Reproduce the data from the start through the line containing "1082), (293, 665)]", swapping "balcony railing" for "porch railing" and leaving everything else untouched. Omit the pictures from your answer.

-- Start --

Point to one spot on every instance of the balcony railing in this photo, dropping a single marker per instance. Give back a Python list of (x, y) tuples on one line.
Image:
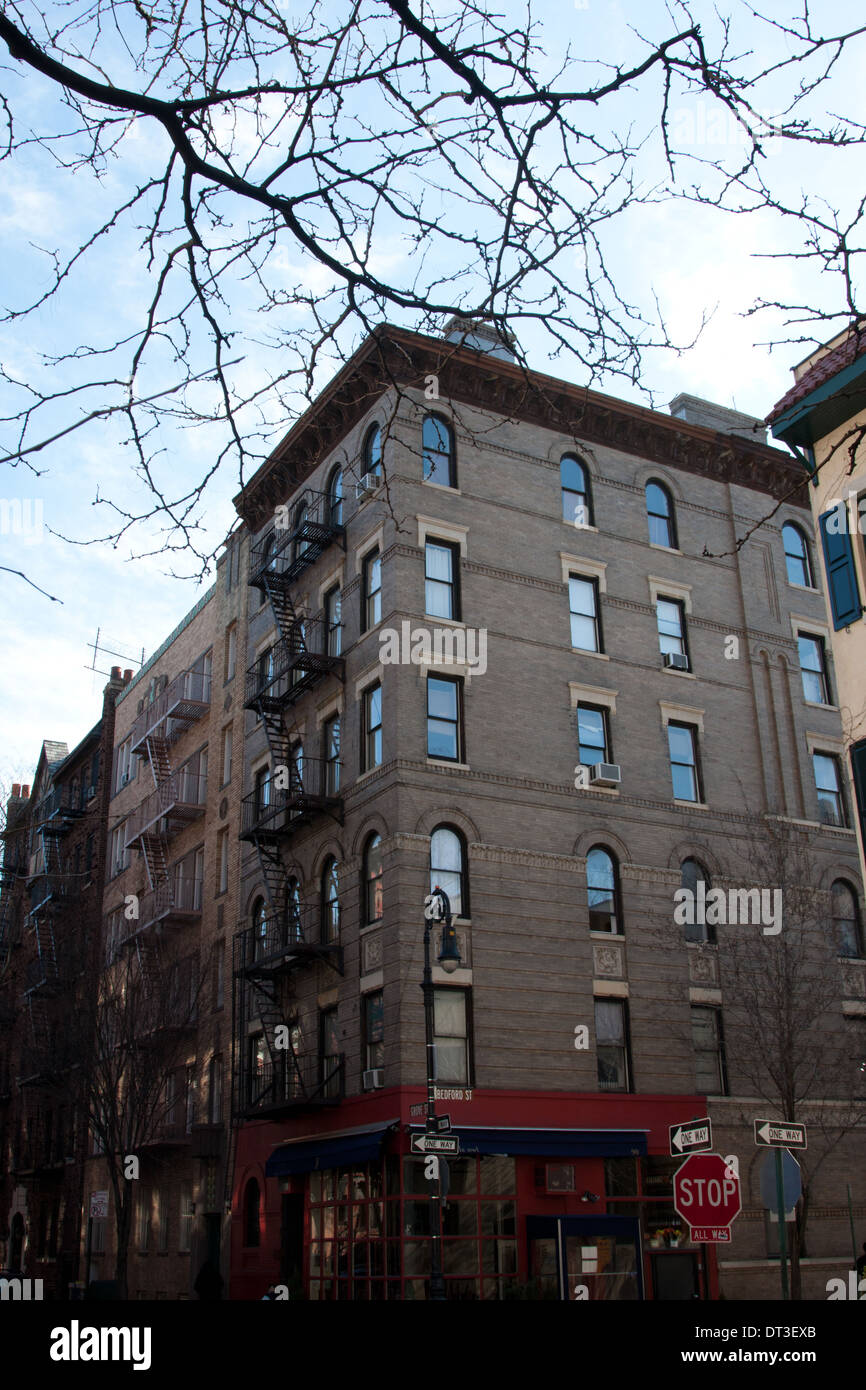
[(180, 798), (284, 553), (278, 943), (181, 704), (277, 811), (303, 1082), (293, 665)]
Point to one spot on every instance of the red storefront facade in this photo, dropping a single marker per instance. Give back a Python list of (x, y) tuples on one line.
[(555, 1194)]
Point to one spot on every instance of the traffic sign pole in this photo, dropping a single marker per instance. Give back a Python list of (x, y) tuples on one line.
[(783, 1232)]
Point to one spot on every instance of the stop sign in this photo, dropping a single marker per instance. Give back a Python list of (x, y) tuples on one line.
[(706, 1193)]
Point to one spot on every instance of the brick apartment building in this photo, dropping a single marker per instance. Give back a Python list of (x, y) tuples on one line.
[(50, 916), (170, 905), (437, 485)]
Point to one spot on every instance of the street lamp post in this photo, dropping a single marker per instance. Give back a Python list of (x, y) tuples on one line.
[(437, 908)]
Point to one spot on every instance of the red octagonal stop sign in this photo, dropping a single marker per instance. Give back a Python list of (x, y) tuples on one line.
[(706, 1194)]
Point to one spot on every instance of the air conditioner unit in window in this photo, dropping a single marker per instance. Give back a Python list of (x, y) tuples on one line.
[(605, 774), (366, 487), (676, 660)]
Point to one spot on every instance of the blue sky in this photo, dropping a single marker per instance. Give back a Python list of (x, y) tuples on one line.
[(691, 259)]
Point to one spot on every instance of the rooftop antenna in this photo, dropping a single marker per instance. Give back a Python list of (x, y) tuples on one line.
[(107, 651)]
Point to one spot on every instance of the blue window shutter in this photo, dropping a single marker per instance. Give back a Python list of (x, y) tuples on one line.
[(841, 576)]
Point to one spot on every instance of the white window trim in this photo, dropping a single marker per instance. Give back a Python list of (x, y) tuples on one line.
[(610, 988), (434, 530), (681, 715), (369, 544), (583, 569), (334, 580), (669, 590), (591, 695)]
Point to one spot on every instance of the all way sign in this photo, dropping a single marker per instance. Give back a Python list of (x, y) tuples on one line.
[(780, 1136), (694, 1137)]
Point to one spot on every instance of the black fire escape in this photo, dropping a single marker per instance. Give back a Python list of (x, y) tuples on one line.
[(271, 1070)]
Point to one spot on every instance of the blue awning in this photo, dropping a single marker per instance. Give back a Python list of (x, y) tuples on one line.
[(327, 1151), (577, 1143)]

-- End --

▶ _TASK ANSWER_
Point to one spot on every instance of the porch railing in this photo, dropping a single marker per instance. Give back a Python list of (x, y) tuples on one line.
Image:
[(180, 798), (284, 553), (278, 943), (181, 704), (277, 811), (303, 1082), (293, 665)]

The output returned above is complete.